◆ JOB: Duplicate everything in the Joe Biden piece from "Joe Biden, Plagiarism, and" down to "the United States.".

◆ PASSAGE TO READ:
•••

Joe Biden, Plagiarism, and Why He Shouldn’t Run For President







Today the President announced that Joe Biden has his “blessing” if he decides to run.  I’m a steady (but not exclusive) Democratic voter, but I could never support Joe Biden for president.  Joe has many good qualities, and I suspect if I knew him I’d think he was a hell of a nice guy, but his past makes it clear that (1) he has a big mouth that he can’t control, (2) he says things he regrets almost immediately, and (3) he’s a compulsive liar.  Those are not good characteristics for a President of the United States.

Biden has often embarrassed President Obama by blurting out things without clearance that put the President in awkward situations, but he’s been forgiven over and over (“That’s just Joe!”).  One of these (that much benefited the gay community) was Biden’s support for gay marriage months before Obama was ready to give such an endorsement, forcing the President’s hand and making him act earlier than planned, embarrassing the president by making the White House play catch-up to Biden’s lead.  But Biden follows his heart and not his brain.  That can be charming, but in matters of diplomacy it’s a door to disaster.

What amazes me about his possible run for the Presidency is that he’s considering it at all given his history of lying, which is part of the public record for all to see (Google up “Joe Biden plagiarism” and stand back).  These lies caught up with him in the 1988 Presidential race when they came to light and then he made things worse by making more untrue statements, forcing him to drop out early.  Even more troubling: these lies concerned things that were easily checked and shown to be wrong.  For example he claimed to have graduated in the top half of his class at Syracuse University Law School.  In fact in a class of 85 he was 76th.  When responding to a heckling voter on the campaign trail, Biden bragged, "I think I probably have a much higher IQ than you do, I suspect—I went to law school on a full academic scholarship."  He did not.  Nor, as he told the same voter, did he earn three degrees as an undergraduate; he earned one (with mediocre grades).

•••

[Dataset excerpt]

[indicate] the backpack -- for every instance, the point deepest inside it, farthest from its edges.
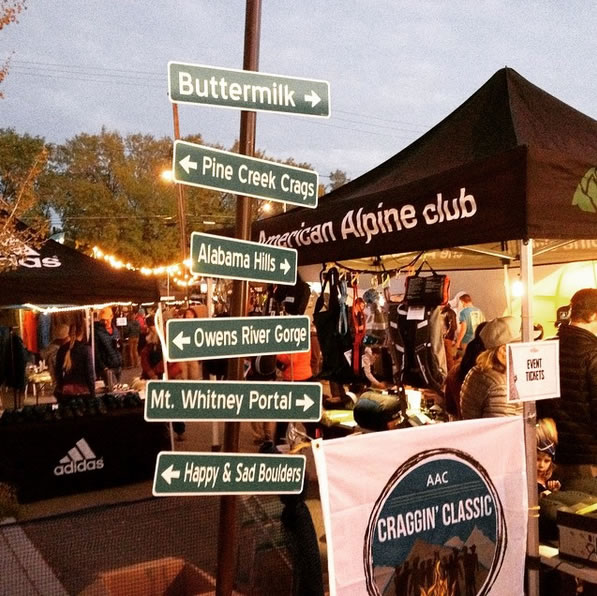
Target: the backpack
(294, 298)
(417, 333)
(333, 332)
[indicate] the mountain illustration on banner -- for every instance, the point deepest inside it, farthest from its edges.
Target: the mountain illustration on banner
(585, 196)
(449, 559)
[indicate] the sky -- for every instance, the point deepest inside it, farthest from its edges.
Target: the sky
(395, 68)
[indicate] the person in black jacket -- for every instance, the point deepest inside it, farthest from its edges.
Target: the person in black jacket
(74, 369)
(575, 412)
(108, 361)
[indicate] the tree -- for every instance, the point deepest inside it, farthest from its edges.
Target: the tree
(9, 13)
(22, 164)
(108, 191)
(338, 178)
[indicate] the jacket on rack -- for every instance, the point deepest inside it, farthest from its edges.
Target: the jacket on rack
(81, 372)
(106, 348)
(575, 412)
(484, 395)
(13, 359)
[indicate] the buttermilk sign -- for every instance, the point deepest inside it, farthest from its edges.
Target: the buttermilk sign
(247, 90)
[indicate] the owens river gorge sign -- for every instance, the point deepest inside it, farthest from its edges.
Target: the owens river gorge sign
(195, 339)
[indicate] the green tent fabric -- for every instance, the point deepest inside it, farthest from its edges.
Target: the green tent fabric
(512, 162)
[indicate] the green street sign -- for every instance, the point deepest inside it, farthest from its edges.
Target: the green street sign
(203, 339)
(205, 167)
(217, 256)
(232, 400)
(247, 90)
(186, 473)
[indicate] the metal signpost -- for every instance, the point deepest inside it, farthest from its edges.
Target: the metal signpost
(197, 165)
(203, 339)
(232, 400)
(217, 256)
(229, 474)
(184, 473)
(247, 90)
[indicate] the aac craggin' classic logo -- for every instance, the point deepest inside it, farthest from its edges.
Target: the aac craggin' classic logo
(80, 458)
(437, 528)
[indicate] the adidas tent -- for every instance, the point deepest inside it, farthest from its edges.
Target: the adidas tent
(56, 274)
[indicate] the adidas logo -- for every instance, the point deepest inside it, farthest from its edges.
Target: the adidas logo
(80, 458)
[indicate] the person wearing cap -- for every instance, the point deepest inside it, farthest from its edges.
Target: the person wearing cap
(547, 439)
(468, 320)
(575, 412)
(484, 393)
(108, 361)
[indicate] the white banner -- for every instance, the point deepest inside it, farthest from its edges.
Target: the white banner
(533, 370)
(440, 509)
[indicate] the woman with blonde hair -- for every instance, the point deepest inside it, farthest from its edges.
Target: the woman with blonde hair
(484, 393)
(74, 369)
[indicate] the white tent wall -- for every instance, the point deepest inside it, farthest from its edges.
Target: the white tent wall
(554, 285)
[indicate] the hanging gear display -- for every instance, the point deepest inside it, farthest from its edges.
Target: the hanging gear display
(333, 333)
(359, 328)
(294, 298)
(417, 333)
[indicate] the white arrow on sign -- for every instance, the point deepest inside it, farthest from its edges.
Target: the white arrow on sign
(170, 473)
(285, 266)
(313, 98)
(187, 164)
(181, 340)
(306, 402)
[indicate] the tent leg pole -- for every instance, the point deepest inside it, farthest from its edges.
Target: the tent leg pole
(507, 288)
(530, 420)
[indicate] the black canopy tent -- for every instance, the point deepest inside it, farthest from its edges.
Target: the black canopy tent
(56, 274)
(511, 168)
(512, 162)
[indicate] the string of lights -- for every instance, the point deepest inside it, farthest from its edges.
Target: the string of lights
(179, 272)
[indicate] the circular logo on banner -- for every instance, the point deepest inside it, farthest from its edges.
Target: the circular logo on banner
(436, 529)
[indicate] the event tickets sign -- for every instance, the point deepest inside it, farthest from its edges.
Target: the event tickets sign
(439, 513)
(533, 370)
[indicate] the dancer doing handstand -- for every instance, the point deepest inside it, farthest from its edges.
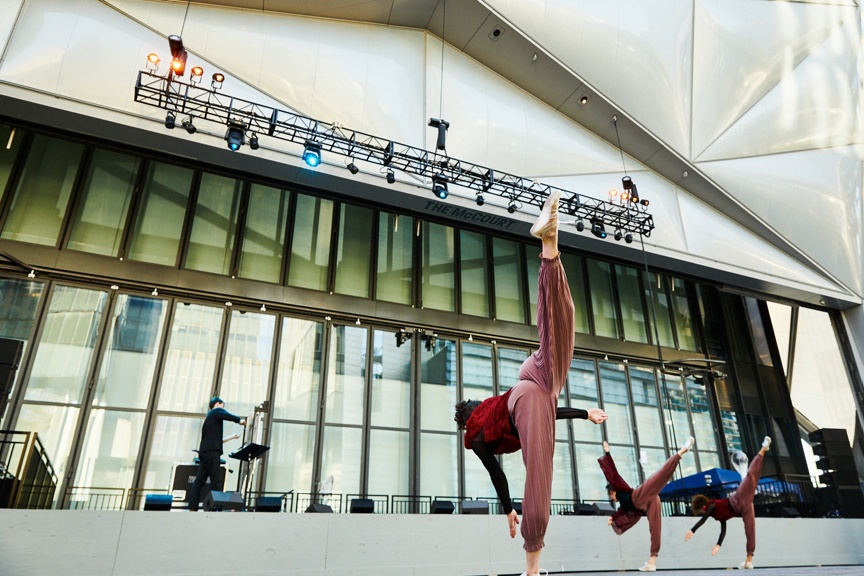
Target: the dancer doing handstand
(738, 504)
(531, 403)
(644, 500)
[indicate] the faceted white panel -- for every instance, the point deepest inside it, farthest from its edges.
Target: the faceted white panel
(637, 53)
(812, 198)
(742, 49)
(814, 106)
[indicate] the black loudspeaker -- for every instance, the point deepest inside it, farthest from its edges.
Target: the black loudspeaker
(315, 507)
(442, 507)
(362, 506)
(217, 501)
(475, 507)
(153, 502)
(268, 504)
(603, 509)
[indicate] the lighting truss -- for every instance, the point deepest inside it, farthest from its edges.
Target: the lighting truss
(184, 98)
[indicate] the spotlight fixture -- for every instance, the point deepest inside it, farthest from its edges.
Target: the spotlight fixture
(312, 153)
(190, 127)
(439, 186)
(597, 228)
(235, 135)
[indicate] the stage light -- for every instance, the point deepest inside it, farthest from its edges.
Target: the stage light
(312, 153)
(235, 136)
(597, 228)
(439, 186)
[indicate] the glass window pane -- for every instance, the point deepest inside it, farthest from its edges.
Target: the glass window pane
(648, 418)
(395, 258)
(128, 365)
(340, 458)
(475, 277)
(476, 371)
(391, 382)
(388, 462)
(603, 299)
(438, 267)
(299, 372)
(104, 204)
(346, 377)
(616, 403)
(211, 243)
(289, 460)
(110, 449)
(509, 362)
(354, 250)
(187, 379)
(632, 314)
(161, 215)
(42, 195)
(438, 386)
(310, 243)
(576, 279)
(264, 234)
(246, 368)
(438, 475)
(65, 349)
(508, 266)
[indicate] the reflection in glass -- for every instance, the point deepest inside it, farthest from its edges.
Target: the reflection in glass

•••

◆ TASK ANSWER:
Joe Biden, Plagiarism, and Why He Shouldn’t Run For President







Today the President announced that Joe Biden has his “blessing” if he decides to run.  I’m a steady (but not exclusive) Democratic voter, but I could never support Joe Biden for president.  Joe has many good qualities, and I suspect if I knew him I’d think he was a hell of a nice guy, but his past makes it clear that (1) he has a big mouth that he can’t control, (2) he says things he regrets almost immediately, and (3) he’s a compulsive liar.  Those are not good characteristics for a President of the United States.